Copy out exactly each line from the line with "query | light wood surface" through the last line of the material below.
* start *
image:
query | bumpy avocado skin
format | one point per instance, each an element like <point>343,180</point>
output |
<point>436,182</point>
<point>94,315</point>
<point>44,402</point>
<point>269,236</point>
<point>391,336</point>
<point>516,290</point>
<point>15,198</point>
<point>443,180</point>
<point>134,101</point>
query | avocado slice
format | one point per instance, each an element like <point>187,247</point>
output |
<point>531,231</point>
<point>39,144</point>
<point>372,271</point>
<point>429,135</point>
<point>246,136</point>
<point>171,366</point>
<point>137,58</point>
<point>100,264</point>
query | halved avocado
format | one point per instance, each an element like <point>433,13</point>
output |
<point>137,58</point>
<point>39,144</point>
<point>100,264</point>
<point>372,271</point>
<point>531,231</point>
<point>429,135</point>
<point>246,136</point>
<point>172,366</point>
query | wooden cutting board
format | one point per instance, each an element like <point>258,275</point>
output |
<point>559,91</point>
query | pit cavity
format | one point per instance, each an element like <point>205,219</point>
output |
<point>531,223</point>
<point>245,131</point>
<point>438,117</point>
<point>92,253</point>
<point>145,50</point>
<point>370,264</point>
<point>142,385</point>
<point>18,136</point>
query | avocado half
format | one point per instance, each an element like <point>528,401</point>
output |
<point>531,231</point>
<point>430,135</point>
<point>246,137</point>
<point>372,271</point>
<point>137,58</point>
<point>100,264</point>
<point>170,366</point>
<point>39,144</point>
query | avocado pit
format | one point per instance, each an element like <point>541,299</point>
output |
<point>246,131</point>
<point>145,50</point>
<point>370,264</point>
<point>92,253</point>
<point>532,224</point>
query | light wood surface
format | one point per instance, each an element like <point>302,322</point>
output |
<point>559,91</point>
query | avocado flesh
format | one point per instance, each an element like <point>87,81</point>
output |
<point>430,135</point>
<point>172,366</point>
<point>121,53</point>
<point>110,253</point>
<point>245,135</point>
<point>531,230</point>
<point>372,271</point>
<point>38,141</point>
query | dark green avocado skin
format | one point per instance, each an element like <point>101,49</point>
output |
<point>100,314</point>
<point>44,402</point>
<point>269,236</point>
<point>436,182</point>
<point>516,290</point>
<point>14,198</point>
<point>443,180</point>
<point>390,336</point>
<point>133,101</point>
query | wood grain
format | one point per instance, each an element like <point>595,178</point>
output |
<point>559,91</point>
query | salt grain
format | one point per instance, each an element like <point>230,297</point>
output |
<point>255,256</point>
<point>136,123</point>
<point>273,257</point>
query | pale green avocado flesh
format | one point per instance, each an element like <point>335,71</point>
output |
* end *
__EXPECTED ANSWER__.
query | light wood surface
format | one point per instance, each an element like <point>302,322</point>
output |
<point>559,91</point>
query | avocado flesh
format | one point per instance, each an element like <point>87,81</point>
output |
<point>430,135</point>
<point>172,366</point>
<point>121,53</point>
<point>110,253</point>
<point>245,135</point>
<point>531,230</point>
<point>372,271</point>
<point>38,141</point>
query | dark green avocado skin
format | one point per instance, each an element like <point>101,49</point>
output |
<point>100,314</point>
<point>44,402</point>
<point>269,236</point>
<point>436,182</point>
<point>516,290</point>
<point>14,198</point>
<point>443,180</point>
<point>390,336</point>
<point>133,101</point>
query | wood grain
format | one point per instance, each an element like <point>595,178</point>
output |
<point>559,91</point>
query | salt grain
format | one point per instance, each an element like <point>230,297</point>
output |
<point>255,256</point>
<point>136,123</point>
<point>273,257</point>
query | pale green avocado flesh
format | one point per instance, each an element like <point>335,71</point>
output |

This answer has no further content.